Items from a dataset:
▶
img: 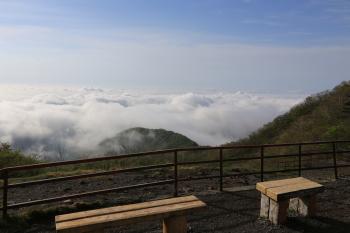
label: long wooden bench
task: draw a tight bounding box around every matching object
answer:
[256,177,324,224]
[55,196,206,233]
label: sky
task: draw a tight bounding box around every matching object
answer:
[0,0,350,94]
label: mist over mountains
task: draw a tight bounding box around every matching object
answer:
[0,86,303,157]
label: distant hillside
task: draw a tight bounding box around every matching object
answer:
[99,128,198,154]
[229,81,350,144]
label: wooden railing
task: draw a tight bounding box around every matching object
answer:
[0,140,350,217]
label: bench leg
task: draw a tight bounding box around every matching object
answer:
[269,199,289,224]
[260,193,270,218]
[163,216,187,233]
[289,197,299,213]
[298,195,317,216]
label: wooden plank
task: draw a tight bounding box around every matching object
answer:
[55,196,199,223]
[56,200,206,233]
[266,181,324,201]
[256,177,310,195]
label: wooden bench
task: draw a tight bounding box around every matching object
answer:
[256,177,324,224]
[55,196,206,233]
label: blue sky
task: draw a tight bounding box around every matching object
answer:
[0,0,350,93]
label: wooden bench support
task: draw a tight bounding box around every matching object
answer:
[256,177,323,224]
[163,216,187,233]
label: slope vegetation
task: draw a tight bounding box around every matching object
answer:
[99,127,198,154]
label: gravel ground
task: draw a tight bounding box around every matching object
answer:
[0,170,350,233]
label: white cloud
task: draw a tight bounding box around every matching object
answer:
[0,86,302,159]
◀
Write out the records above line for line, leaving out the pictures.

Response –
img: 
label: long wooden bench
task: draw a tight bounding box around every matching object
answer:
[256,177,324,224]
[55,196,206,233]
label: sky
task: draw a tight bounding box around every matching object
answer:
[0,0,350,94]
label: mist over mountains
task: draw a tight bounding box around every matching object
answer:
[0,86,303,157]
label: distant hillside
task: draw a tight bounding box around every matching object
answer:
[99,128,198,154]
[229,81,350,144]
label: wooden railing
task: draw a tight bounding box around every matching object
answer:
[0,140,350,217]
label: bench leg
task: draw a tight bounding box around every matching object
answer:
[269,199,289,224]
[260,193,270,218]
[163,216,187,233]
[289,197,299,213]
[298,195,317,216]
label: wooden plank
task: draw a tight bounding box around every matching object
answer:
[55,196,199,223]
[56,200,206,233]
[266,181,324,201]
[256,177,310,195]
label: wooden bench
task: draw a tight bounding box around every matching object
answer:
[256,177,324,224]
[55,196,206,233]
label: blue sky
task: draw a tight bounding box around every matching object
answer:
[0,0,350,93]
label: wooden bench support
task: draw a tight bounding box around every matching object
answer:
[256,177,323,224]
[163,216,187,233]
label: slope vegetation
task: draw a tight bounding box around every matching object
answer:
[99,127,198,154]
label: gravel ground
task: draw a tight bounding box around every matching object
answer:
[0,170,350,233]
label: white cloud
task: draw a tight bounding box around every matching object
answer:
[0,86,302,159]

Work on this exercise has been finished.